Set the entries down again exactly; none may be skipped.

Dataset excerpts:
--------------------------------
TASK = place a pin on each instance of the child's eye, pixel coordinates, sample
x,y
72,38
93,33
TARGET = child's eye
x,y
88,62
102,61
--------------------------------
ANSWER TO THE PROBLEM:
TASK = place a pin on each instance of the child's eye, pixel coordinates, sample
x,y
72,38
93,33
TARGET = child's eye
x,y
88,62
102,61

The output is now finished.